Exercise goal -> Everything in the data should be repeated exactly, save for the images.

[[ Study material, beginning ]]

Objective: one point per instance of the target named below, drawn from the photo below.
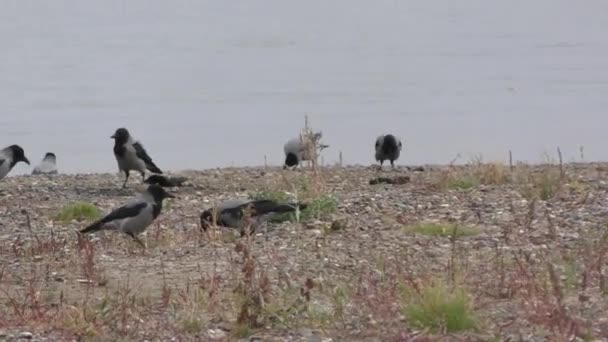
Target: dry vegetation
(481, 252)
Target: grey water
(224, 83)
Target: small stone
(26, 335)
(216, 334)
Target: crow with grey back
(166, 181)
(135, 216)
(231, 213)
(9, 157)
(48, 165)
(131, 155)
(293, 152)
(388, 147)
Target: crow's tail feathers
(153, 168)
(263, 207)
(94, 227)
(289, 207)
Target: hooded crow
(166, 181)
(293, 152)
(48, 166)
(230, 213)
(135, 216)
(9, 156)
(296, 150)
(388, 147)
(131, 155)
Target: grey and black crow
(388, 147)
(48, 165)
(131, 155)
(231, 213)
(135, 216)
(166, 181)
(293, 152)
(9, 156)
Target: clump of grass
(543, 185)
(491, 173)
(463, 182)
(319, 208)
(316, 208)
(439, 308)
(79, 211)
(278, 196)
(242, 331)
(441, 230)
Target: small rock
(216, 334)
(26, 335)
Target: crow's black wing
(126, 211)
(143, 155)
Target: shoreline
(351, 257)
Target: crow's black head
(121, 135)
(18, 154)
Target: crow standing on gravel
(48, 166)
(10, 156)
(230, 213)
(134, 217)
(293, 152)
(388, 147)
(131, 155)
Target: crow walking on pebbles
(135, 216)
(48, 165)
(10, 156)
(232, 213)
(131, 155)
(388, 147)
(302, 149)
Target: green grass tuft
(242, 331)
(318, 208)
(439, 309)
(465, 182)
(79, 211)
(443, 230)
(192, 325)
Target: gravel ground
(534, 270)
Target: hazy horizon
(206, 84)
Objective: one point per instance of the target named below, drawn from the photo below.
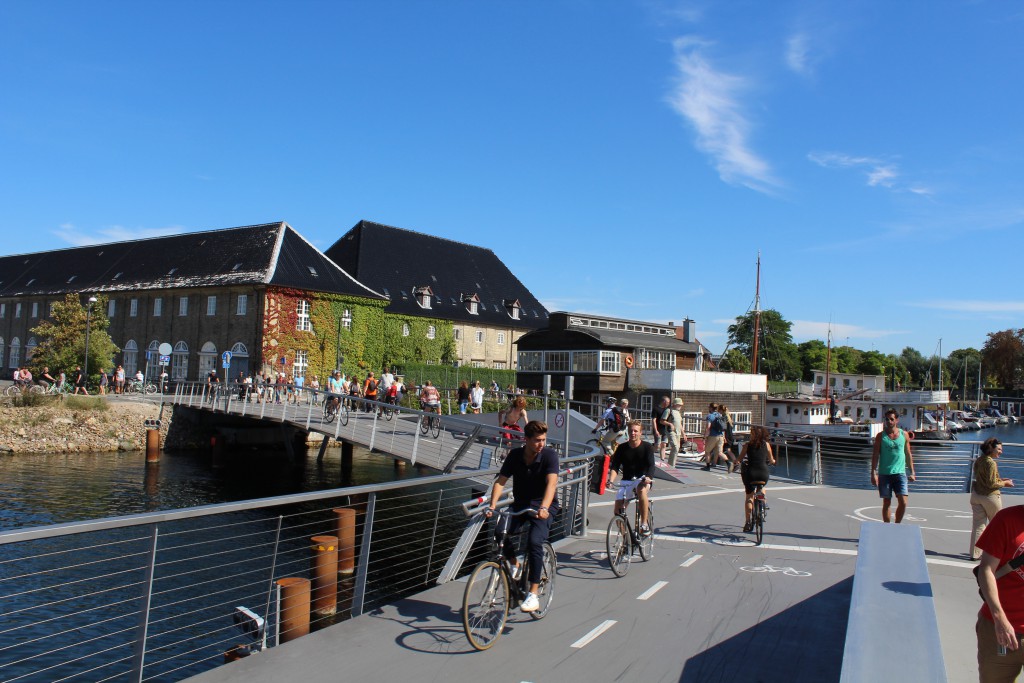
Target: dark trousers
(536, 537)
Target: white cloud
(77, 238)
(840, 332)
(711, 100)
(973, 305)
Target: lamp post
(88, 313)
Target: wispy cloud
(711, 100)
(879, 172)
(78, 238)
(840, 332)
(972, 305)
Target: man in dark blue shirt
(534, 470)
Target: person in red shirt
(1000, 621)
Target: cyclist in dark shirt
(636, 460)
(534, 470)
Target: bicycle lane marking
(597, 631)
(652, 590)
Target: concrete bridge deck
(710, 606)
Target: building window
(611, 361)
(556, 361)
(529, 361)
(179, 361)
(585, 361)
(303, 324)
(129, 358)
(15, 352)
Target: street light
(88, 313)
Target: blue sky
(628, 159)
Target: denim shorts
(892, 483)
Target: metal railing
(153, 596)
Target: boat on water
(846, 412)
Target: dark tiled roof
(396, 262)
(271, 253)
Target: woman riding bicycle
(636, 460)
(757, 456)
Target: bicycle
(623, 538)
(332, 411)
(430, 423)
(494, 589)
(760, 512)
(18, 389)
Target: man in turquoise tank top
(890, 461)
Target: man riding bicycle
(612, 423)
(636, 460)
(534, 470)
(430, 400)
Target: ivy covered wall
(373, 339)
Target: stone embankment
(68, 427)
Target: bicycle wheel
(759, 521)
(485, 605)
(620, 546)
(546, 590)
(647, 542)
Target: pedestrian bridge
(462, 443)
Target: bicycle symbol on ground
(788, 571)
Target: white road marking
(698, 494)
(691, 560)
(586, 640)
(652, 590)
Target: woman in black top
(757, 456)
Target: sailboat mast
(757, 316)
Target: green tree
(734, 361)
(61, 339)
(779, 358)
(1004, 356)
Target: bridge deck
(711, 606)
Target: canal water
(49, 488)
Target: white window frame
(302, 322)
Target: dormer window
(513, 307)
(423, 296)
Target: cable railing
(158, 596)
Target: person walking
(890, 461)
(986, 496)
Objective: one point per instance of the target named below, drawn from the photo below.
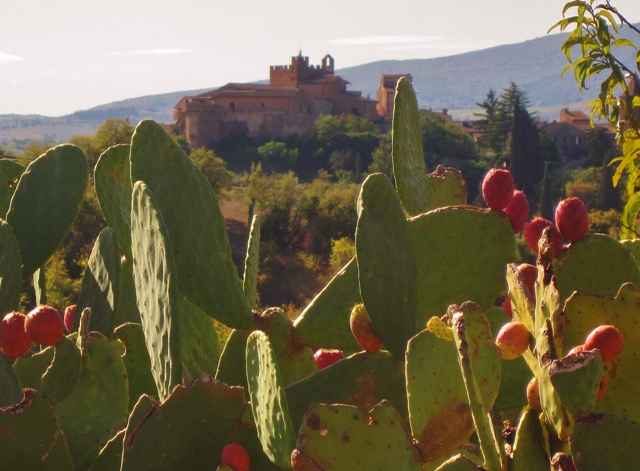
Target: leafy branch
(595, 34)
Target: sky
(61, 56)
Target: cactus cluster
(434, 376)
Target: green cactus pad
(557, 417)
(194, 222)
(341, 438)
(188, 431)
(324, 323)
(126, 304)
(596, 264)
(199, 343)
(250, 281)
(30, 369)
(31, 437)
(136, 361)
(10, 269)
(409, 168)
(232, 364)
(10, 387)
(439, 411)
(584, 313)
(515, 374)
(46, 203)
(110, 455)
(268, 400)
(602, 441)
(98, 405)
(459, 463)
(386, 264)
(446, 188)
(460, 254)
(156, 288)
(100, 283)
(576, 380)
(63, 373)
(480, 364)
(10, 172)
(361, 380)
(113, 189)
(529, 451)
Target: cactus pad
(386, 264)
(46, 203)
(325, 321)
(339, 437)
(207, 275)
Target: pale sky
(60, 56)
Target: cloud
(6, 58)
(156, 52)
(387, 40)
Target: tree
(595, 27)
(213, 167)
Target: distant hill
(454, 82)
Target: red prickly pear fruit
(607, 339)
(530, 274)
(518, 211)
(576, 349)
(235, 456)
(69, 317)
(533, 232)
(572, 219)
(512, 340)
(14, 341)
(45, 325)
(507, 307)
(497, 188)
(363, 331)
(327, 357)
(533, 395)
(602, 390)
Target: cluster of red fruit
(571, 218)
(43, 325)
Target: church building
(297, 94)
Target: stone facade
(297, 94)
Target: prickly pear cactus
(386, 265)
(341, 437)
(46, 202)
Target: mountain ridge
(456, 82)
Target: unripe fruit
(533, 395)
(512, 340)
(69, 317)
(235, 456)
(607, 339)
(533, 232)
(530, 274)
(362, 329)
(497, 188)
(572, 219)
(14, 341)
(44, 325)
(602, 390)
(326, 357)
(507, 307)
(518, 211)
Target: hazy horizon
(70, 55)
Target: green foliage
(595, 32)
(213, 167)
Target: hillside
(454, 82)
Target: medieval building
(297, 94)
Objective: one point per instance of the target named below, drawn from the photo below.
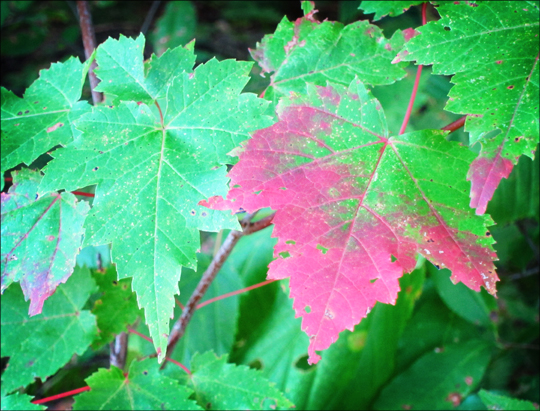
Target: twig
(221, 256)
(416, 83)
(455, 125)
(89, 42)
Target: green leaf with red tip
(154, 155)
(41, 236)
(143, 388)
(44, 117)
(311, 51)
(493, 49)
(222, 386)
(349, 198)
(38, 346)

[[ Study material, end ]]

Task answer ->
Objective: one point per instance of the target named below, drawn from the photo below.
Target: dry vegetation
(481, 252)
Target: grey water
(224, 83)
Target: small stone
(26, 335)
(216, 334)
Target: crow with grey back
(166, 181)
(135, 216)
(231, 213)
(9, 157)
(48, 165)
(131, 155)
(293, 152)
(388, 147)
Target: crow's tail feathers
(153, 168)
(263, 207)
(94, 227)
(289, 207)
Target: hooded crow
(166, 181)
(293, 152)
(48, 166)
(230, 213)
(135, 216)
(9, 156)
(296, 150)
(388, 147)
(131, 155)
Target: grey and black crow
(388, 147)
(48, 165)
(131, 155)
(231, 213)
(135, 216)
(166, 181)
(293, 152)
(9, 156)
Target: clump of grass
(543, 185)
(491, 173)
(463, 182)
(319, 208)
(316, 208)
(439, 308)
(79, 211)
(278, 196)
(242, 331)
(441, 230)
Target: small rock
(216, 334)
(26, 335)
Target: crow's black wing
(126, 211)
(143, 155)
Target: shoreline
(351, 257)
Target: crow's black head
(121, 135)
(18, 154)
Target: crow standing on gravel
(48, 166)
(10, 156)
(230, 213)
(134, 217)
(293, 152)
(388, 147)
(131, 155)
Target: crow walking on pebbles
(135, 216)
(48, 165)
(10, 156)
(232, 213)
(131, 155)
(388, 147)
(302, 149)
Target: green grass tuft
(242, 331)
(318, 208)
(439, 309)
(465, 182)
(79, 211)
(443, 230)
(192, 325)
Target: gravel ground
(534, 270)
Target: hazy horizon
(206, 84)
Objective: one point per instance of the target named below, drawn from the photo below.
Target: dark trousers
(536, 537)
Target: white cloud
(77, 238)
(840, 332)
(711, 100)
(973, 305)
Target: lamp post
(88, 313)
Target: wispy cloud
(711, 100)
(879, 172)
(78, 238)
(840, 332)
(972, 305)
Target: man in dark blue shirt
(534, 470)
Target: person in red shirt
(1000, 621)
Target: cyclist in dark shirt
(636, 460)
(534, 470)
Target: bicycle lane marking
(597, 631)
(652, 590)
Target: concrete bridge deck
(710, 606)
Target: building window
(611, 361)
(556, 361)
(529, 361)
(179, 361)
(585, 361)
(303, 324)
(129, 358)
(15, 352)
Target: street light
(88, 313)
Target: blue sky
(628, 159)
Target: denim shorts
(892, 483)
Target: metal railing
(153, 596)
Target: boat on water
(846, 412)
Target: dark tiled roof
(396, 262)
(271, 253)
Target: woman riding bicycle
(636, 460)
(757, 456)
Target: bicycle
(623, 538)
(332, 411)
(430, 423)
(494, 589)
(760, 512)
(18, 389)
Target: man in turquoise tank top
(890, 461)
Target: man riding bicycle
(612, 423)
(636, 460)
(534, 470)
(430, 400)
Target: ivy covered wall
(373, 339)
Target: stone embankment
(68, 427)
Target: bicycle wheel
(759, 521)
(485, 605)
(620, 546)
(546, 590)
(647, 542)
Target: pedestrian bridge
(462, 443)
Target: bicycle symbol on ground
(788, 571)
Target: white road marking
(698, 494)
(691, 560)
(586, 640)
(652, 590)
Target: woman in black top
(757, 456)
Target: sailboat mast
(757, 316)
Target: green tree
(734, 361)
(61, 339)
(779, 358)
(1004, 356)
Target: bridge deck
(711, 606)
Target: canal water
(49, 488)
Target: white window frame
(302, 322)
Target: dormer window
(513, 307)
(423, 296)
Target: cable railing
(158, 596)
Target: person walking
(890, 461)
(986, 496)
Objective: one point per instance of the target named below, drawn from the photo below.
Target: leafy branch
(595, 34)
Target: sky
(61, 56)
Target: cactus cluster
(434, 376)
Target: green cactus pad
(557, 417)
(194, 222)
(341, 438)
(188, 431)
(324, 323)
(126, 304)
(596, 264)
(199, 343)
(250, 281)
(30, 369)
(31, 437)
(136, 361)
(10, 269)
(409, 168)
(232, 364)
(10, 387)
(439, 411)
(584, 313)
(515, 374)
(46, 203)
(110, 455)
(268, 400)
(602, 441)
(98, 405)
(459, 463)
(386, 264)
(446, 188)
(460, 254)
(156, 288)
(100, 283)
(576, 380)
(63, 373)
(480, 364)
(10, 172)
(361, 380)
(113, 189)
(529, 451)
Target: cactus pad
(386, 264)
(46, 203)
(325, 321)
(339, 437)
(207, 275)
Target: pale sky
(60, 56)
Target: cloud
(6, 58)
(156, 52)
(387, 40)
Target: tree
(595, 27)
(213, 167)
Target: distant hill
(454, 82)
Target: red prickly pear fruit
(607, 339)
(530, 274)
(518, 211)
(576, 349)
(235, 456)
(69, 317)
(533, 232)
(572, 219)
(512, 340)
(14, 341)
(45, 325)
(507, 307)
(497, 188)
(363, 331)
(327, 357)
(533, 395)
(602, 390)
Target: cluster of red fruit
(571, 218)
(43, 325)
Target: church building
(297, 94)
Target: stone facade
(297, 94)
Target: prickly pear cactus
(386, 265)
(341, 437)
(46, 202)
Target: mountain ridge
(456, 82)
Target: unripe fruit
(533, 395)
(512, 340)
(69, 317)
(235, 456)
(607, 339)
(533, 232)
(530, 274)
(362, 329)
(497, 188)
(572, 219)
(14, 341)
(44, 325)
(602, 390)
(326, 357)
(507, 307)
(518, 211)
Target: hazy horizon
(70, 55)
Target: green foliage
(595, 32)
(213, 167)
Target: hillside
(454, 82)
Target: medieval building
(297, 94)
Objective: one point per instance of the target named below, drawn from the photo below.
Target: twig
(221, 256)
(416, 83)
(455, 125)
(89, 42)
Target: green leaf with red tip
(154, 155)
(41, 236)
(143, 388)
(44, 117)
(311, 51)
(493, 49)
(222, 386)
(349, 198)
(38, 346)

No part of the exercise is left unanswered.